ACTION ITEM: Under this line are the records; write out word for word the part that begins at the line containing "box: [16, 0, 135, 119]" and ends at the line containing "positive clicks: (78, 17)", and no more.
[RECORDS SUPPLIED Boundary: Start]
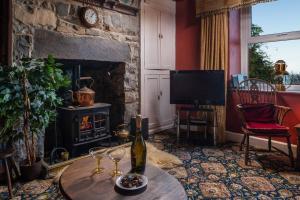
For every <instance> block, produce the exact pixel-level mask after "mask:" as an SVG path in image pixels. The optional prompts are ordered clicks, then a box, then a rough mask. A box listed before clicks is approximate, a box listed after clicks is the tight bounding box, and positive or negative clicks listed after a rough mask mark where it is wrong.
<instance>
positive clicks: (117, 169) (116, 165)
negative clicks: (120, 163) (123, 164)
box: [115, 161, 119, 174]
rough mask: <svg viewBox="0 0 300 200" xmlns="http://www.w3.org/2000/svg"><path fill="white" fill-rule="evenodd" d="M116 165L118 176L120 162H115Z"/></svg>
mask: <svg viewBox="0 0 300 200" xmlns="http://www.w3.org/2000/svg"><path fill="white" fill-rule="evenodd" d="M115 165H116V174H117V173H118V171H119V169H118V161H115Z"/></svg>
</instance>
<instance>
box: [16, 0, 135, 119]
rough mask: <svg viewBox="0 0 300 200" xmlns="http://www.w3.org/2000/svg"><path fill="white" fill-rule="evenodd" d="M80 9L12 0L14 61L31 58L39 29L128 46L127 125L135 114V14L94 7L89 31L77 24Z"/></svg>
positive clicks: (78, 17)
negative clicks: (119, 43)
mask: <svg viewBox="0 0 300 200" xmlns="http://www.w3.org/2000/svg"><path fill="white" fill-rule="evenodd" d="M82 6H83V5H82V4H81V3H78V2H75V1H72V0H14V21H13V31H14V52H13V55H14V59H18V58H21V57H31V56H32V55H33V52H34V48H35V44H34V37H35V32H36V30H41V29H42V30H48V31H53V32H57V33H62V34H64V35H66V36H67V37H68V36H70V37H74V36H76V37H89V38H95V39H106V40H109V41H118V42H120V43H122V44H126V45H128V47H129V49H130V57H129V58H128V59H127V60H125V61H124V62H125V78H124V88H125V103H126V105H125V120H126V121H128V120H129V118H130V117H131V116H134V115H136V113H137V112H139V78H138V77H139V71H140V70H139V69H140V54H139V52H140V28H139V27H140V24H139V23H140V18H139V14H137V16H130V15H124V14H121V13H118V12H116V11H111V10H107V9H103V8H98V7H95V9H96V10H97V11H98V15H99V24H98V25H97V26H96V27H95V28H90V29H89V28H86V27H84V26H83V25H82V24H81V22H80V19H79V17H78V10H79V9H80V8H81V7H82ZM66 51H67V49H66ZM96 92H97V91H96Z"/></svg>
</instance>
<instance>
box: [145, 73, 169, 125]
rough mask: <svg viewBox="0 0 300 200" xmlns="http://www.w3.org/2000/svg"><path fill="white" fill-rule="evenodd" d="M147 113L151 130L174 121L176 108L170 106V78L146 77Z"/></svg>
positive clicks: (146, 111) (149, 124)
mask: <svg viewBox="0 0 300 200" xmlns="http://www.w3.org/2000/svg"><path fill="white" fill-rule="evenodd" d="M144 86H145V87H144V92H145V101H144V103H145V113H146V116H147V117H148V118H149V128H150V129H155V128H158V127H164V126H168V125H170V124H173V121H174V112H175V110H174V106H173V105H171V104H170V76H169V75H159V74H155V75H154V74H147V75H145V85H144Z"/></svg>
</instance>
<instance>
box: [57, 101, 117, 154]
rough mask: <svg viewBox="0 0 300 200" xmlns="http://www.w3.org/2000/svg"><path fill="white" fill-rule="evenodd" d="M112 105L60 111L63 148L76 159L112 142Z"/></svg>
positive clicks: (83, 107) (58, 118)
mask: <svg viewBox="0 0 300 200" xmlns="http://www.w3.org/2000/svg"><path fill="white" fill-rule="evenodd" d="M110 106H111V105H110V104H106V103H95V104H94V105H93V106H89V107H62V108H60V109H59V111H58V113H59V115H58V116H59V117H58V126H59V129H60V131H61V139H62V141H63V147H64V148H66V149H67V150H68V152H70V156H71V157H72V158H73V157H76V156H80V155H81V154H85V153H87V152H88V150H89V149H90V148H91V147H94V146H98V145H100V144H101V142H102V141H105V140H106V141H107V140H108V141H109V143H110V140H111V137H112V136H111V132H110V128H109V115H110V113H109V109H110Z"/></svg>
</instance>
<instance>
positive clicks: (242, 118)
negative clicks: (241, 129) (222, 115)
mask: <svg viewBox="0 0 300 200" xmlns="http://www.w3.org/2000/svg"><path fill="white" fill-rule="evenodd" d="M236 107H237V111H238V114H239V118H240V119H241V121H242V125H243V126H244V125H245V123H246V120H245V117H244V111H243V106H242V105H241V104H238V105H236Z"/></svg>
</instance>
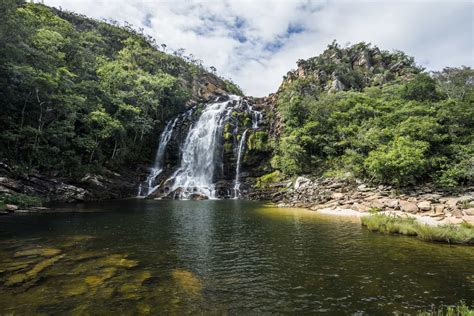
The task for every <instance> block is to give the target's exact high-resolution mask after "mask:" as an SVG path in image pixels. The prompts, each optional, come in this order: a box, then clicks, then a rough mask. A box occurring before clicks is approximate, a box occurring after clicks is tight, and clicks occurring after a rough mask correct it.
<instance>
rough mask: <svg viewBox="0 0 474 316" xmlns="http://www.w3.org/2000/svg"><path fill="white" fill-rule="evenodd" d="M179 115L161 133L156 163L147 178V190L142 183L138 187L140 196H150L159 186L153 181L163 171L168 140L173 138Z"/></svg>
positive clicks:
[RECORDS SUPPLIED Boundary: End]
[RECORDS SUPPLIED Boundary: Start]
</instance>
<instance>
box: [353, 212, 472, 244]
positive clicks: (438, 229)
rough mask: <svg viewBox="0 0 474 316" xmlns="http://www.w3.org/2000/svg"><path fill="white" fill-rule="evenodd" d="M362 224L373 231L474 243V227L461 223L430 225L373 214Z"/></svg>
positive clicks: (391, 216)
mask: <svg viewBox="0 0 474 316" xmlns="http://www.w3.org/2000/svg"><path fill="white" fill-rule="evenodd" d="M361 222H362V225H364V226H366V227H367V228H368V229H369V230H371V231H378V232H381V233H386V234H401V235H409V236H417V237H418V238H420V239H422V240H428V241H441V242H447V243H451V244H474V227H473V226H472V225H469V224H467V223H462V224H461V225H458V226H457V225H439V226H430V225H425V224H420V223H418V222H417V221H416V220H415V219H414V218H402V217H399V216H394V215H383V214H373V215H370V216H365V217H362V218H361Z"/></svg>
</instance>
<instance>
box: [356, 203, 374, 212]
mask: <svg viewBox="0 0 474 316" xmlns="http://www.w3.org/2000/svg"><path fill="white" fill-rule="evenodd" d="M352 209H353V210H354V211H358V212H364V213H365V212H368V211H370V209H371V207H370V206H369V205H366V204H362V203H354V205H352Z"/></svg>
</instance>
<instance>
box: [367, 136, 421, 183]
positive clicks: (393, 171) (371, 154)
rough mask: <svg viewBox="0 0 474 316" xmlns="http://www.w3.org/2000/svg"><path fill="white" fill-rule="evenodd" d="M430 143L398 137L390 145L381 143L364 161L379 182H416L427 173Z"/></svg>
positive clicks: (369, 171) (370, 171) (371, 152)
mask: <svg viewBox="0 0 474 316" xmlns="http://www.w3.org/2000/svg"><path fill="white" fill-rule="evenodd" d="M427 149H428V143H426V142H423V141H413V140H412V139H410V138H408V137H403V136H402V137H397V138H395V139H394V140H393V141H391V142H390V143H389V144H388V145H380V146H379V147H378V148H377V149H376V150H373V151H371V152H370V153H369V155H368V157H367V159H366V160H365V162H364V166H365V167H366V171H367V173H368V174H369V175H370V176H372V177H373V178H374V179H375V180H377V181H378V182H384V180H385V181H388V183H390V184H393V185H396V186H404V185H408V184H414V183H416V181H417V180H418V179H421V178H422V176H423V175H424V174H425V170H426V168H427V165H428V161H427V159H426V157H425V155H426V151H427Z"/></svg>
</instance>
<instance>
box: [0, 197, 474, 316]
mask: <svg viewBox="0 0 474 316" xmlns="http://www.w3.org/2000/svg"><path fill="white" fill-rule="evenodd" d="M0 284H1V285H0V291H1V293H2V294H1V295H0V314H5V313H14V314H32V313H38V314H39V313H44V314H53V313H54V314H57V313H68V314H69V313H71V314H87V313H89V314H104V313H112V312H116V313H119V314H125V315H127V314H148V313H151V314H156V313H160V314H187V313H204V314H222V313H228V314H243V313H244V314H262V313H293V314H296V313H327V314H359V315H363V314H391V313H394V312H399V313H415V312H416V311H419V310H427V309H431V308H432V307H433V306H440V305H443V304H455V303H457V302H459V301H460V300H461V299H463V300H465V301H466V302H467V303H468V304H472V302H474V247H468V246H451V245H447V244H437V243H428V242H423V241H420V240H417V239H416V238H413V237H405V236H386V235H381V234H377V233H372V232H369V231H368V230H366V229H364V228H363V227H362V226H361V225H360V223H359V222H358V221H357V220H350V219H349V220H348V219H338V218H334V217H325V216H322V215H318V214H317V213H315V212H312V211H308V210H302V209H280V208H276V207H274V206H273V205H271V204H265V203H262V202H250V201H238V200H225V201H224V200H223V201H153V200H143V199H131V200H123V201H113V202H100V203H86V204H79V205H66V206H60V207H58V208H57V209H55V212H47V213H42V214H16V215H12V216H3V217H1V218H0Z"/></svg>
[RECORDS SUPPLIED Boundary: End]
SOLVED PROBLEM:
box: [16, 0, 135, 119]
rough mask: <svg viewBox="0 0 300 200" xmlns="http://www.w3.org/2000/svg"><path fill="white" fill-rule="evenodd" d="M80 9L12 0L14 61L31 58L39 29L128 46L127 125L135 114V14L94 7L89 31L77 24Z"/></svg>
positive clicks: (78, 17)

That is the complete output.